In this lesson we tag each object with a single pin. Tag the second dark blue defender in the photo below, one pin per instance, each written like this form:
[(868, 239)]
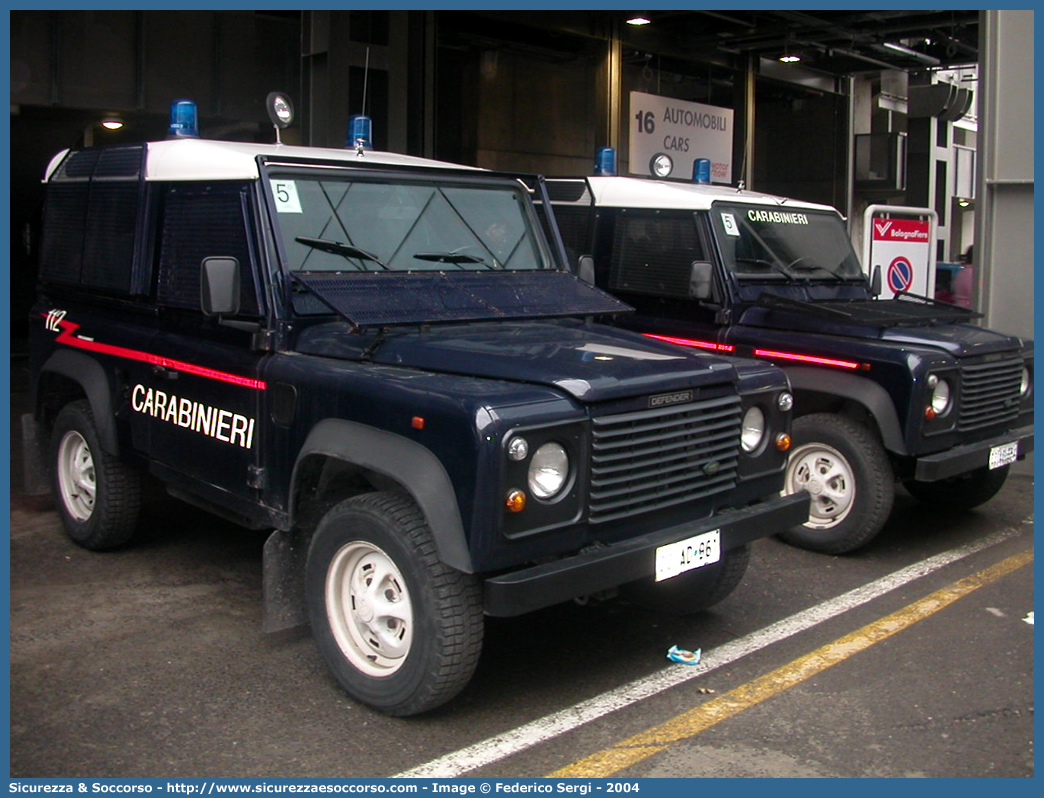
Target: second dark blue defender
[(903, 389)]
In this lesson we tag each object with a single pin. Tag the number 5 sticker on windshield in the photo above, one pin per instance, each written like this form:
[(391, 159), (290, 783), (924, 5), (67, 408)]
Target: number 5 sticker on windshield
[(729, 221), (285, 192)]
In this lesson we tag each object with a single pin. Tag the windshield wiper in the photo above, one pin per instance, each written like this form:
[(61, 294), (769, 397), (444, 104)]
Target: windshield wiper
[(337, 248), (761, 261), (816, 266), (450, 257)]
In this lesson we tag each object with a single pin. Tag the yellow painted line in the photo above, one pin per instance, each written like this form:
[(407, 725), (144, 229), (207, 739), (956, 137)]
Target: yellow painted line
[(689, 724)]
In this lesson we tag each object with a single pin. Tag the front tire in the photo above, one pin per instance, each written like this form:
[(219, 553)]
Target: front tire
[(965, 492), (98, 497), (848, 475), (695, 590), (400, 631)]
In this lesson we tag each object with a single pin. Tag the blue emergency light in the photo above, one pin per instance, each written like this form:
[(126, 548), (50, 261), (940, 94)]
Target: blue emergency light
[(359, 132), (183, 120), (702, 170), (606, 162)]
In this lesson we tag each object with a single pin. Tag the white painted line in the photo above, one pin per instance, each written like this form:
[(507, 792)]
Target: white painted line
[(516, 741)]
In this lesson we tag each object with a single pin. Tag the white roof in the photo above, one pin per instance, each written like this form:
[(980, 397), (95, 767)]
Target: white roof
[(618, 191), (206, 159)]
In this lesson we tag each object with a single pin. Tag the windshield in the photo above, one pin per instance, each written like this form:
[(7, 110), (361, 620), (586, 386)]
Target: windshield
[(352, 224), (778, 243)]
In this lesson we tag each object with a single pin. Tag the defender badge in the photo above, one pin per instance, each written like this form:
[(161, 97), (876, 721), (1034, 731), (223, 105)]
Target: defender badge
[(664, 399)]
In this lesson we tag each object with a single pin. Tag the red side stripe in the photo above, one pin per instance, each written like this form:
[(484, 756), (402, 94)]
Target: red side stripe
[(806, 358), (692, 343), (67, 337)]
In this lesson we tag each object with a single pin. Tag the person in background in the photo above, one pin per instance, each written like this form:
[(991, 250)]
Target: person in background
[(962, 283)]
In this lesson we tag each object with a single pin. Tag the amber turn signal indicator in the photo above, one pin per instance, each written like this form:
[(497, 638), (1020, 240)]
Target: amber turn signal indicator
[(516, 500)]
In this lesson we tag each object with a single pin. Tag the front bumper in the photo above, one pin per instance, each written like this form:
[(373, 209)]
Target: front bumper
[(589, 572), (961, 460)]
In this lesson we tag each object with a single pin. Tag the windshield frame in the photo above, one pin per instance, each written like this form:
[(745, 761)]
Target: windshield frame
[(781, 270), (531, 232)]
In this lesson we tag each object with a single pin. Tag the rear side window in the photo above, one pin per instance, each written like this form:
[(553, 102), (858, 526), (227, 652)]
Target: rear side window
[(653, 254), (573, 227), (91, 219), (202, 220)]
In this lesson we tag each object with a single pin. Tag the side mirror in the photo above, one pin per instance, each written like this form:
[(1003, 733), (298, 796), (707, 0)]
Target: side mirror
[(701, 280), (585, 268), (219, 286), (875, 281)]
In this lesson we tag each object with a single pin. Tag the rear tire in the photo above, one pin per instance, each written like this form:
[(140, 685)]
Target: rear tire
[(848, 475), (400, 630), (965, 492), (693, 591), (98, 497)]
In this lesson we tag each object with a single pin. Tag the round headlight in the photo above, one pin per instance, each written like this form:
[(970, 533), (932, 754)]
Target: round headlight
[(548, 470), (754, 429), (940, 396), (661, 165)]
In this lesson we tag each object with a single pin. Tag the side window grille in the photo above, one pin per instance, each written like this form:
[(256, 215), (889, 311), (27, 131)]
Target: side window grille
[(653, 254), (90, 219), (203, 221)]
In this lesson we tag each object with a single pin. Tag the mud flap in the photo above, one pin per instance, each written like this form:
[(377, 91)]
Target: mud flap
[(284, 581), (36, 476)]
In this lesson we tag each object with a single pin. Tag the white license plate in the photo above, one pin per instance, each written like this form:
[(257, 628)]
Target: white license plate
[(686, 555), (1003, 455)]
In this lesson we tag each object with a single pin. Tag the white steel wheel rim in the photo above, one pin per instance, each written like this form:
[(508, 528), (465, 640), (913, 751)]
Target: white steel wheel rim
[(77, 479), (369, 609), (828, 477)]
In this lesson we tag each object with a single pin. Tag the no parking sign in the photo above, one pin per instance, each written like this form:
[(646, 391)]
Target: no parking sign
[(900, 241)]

What to do:
Swap "lesson" for "exercise" in every one of the records and write them out again with no other changes, leaving out the pictures.

Solution:
In this exercise we tag each object with a single pin. Tag the second dark blue defender in the photo below, one pin per instance, each written like this form:
[(868, 239)]
Target: second dark blue defender
[(903, 389)]
In this exercise we tag each object with a single pin. Tag the number 5 sticker on windshield in the photo above, one pin per instance, each written like this form:
[(391, 159), (290, 783), (924, 5), (67, 408)]
Target: number 5 sticker on windshield
[(729, 221), (285, 192)]
In this exercise we tag each object with a single pin. Tag the windshield wiper in the photo above, one pin per instance, each written like this form:
[(61, 294), (769, 397), (444, 104)]
Target: windshield wiper
[(337, 248), (761, 261), (816, 266), (450, 257)]
In this exercise we tag each object with a single pin. Tag the yellow painted line in the photo above, one pin per instance, each written like this form:
[(407, 725), (144, 229), (207, 739), (956, 137)]
Target: yellow painted line
[(689, 724)]
In this exercise we tag each object with a single pin. Tag the front tire in the photo above, one pin per instance, each written like this form:
[(219, 553)]
Target: front tire
[(965, 492), (98, 497), (848, 475), (695, 590), (400, 631)]
In this exercise we tag each object with a single pin. Tag the blue emergency light in the photo above, one pin per instance, each written like this form:
[(126, 548), (50, 261), (940, 94)]
Target: blue emergency light
[(359, 132), (183, 120), (702, 170), (606, 162)]
In this exercise we tag each object with a single pin. Tag the white painted line in the photo above, one pin per instance, each written like this form:
[(507, 792)]
Target: white painted line
[(516, 741)]
In this exercise we tag each object with a single pin. Tag the white roof in the photo above, one pin per instance, each written like this form:
[(980, 397), (95, 767)]
Target: white roof
[(618, 191), (206, 159)]
In this exercise we tag each object with a single pin. Tag the windshield in the photo above, one pin per instance, each written like this form:
[(7, 110), (361, 620), (586, 386)]
Target: windshield
[(352, 224), (778, 243)]
In this exercise we tag each object with a single pin. Tag the defender badge in the photo above, one pin per instance, each written like this form:
[(161, 97), (876, 721), (1034, 731), (223, 105)]
Target: defender badge
[(664, 399)]
In this exercise we tag each object with a single pin. Tag the red side stripe in the photo above, one pin per instance, each written like this form:
[(484, 756), (402, 94)]
Target: red side stripe
[(806, 358), (692, 343), (67, 337)]
In this exercise we tag each object with a single pin. Tag the person in background in the photo above, one pin per instance, each written like this form:
[(991, 250)]
Target: person in background
[(962, 283)]
In this exercise we tag each object with a single pin. Tag the amber turn signal indicator in the photo above, one pin per instance, each written like this form:
[(497, 638), (1020, 240)]
Target: amber turn signal indicator
[(516, 500)]
In this exercise we tag each object with a single pin. Tag the front bumper in the photo above, one pin per instance, each written like this form:
[(373, 209)]
Target: front bumper
[(589, 572), (961, 460)]
In this exercise we tag each object with a single pin. Tag the windshield frame in the photo above, one pin per instance, each written like this form:
[(745, 761)]
Target: windshield frame
[(781, 270), (531, 232)]
In this exercise we tag each object with a single pin. Tag the rear side window in the photo above, one pin per instance, each written like this form:
[(553, 102), (858, 526), (227, 652)]
Target: rear side window
[(653, 254), (573, 227), (91, 219), (202, 220)]
In this exercise we tag each object with a single pin. Tag the side mirror in the photo above, one pin per instance, each written like this form:
[(1003, 733), (298, 796), (707, 0)]
Target: side mirror
[(701, 280), (585, 268), (219, 286), (875, 281)]
In this exercise we tag each object with a single pin. Tag the rear tire in the photo above, one pin per instance, each written like this form:
[(140, 685)]
Target: rear tire
[(848, 475), (400, 630), (965, 492), (693, 591), (98, 497)]
In this exercise we tag each object with a single pin. Tag the round headlight in the photo above, one pin per instance, each written like this form:
[(970, 533), (932, 754)]
Target: round headlight
[(548, 470), (754, 429), (940, 396), (661, 165)]
In this exercise we tag each object with a single pin. Tag the side window grille in the photo above, one pin per instance, each written like this form:
[(256, 215), (889, 311), (27, 131)]
Target: side window grille
[(653, 254), (90, 219), (203, 221)]
In this exercise we tag each object with a single pin. Tag the mud flap in the photo above, one pin per instance, each written like this form:
[(377, 91)]
Target: mud flap
[(284, 581), (36, 476)]
In this exercise we tag each object with a single pin. Tag the white license plate in the photo above, one pin per instance, each written like this form:
[(257, 628)]
Target: white license plate
[(686, 555), (1003, 455)]
In this exercise we tag each object with a single pin. Tag the white steel wheel rim in the photo above, one pin per instance, each written like this form:
[(508, 528), (465, 640), (913, 751)]
Target: white steel wheel rim
[(77, 479), (369, 609), (828, 477)]
In this exercise we tag each object with a single pin. Tag the no parking sign in the photo above, one pin per instance, each written like this form:
[(646, 391)]
Target: no parking sign
[(900, 241)]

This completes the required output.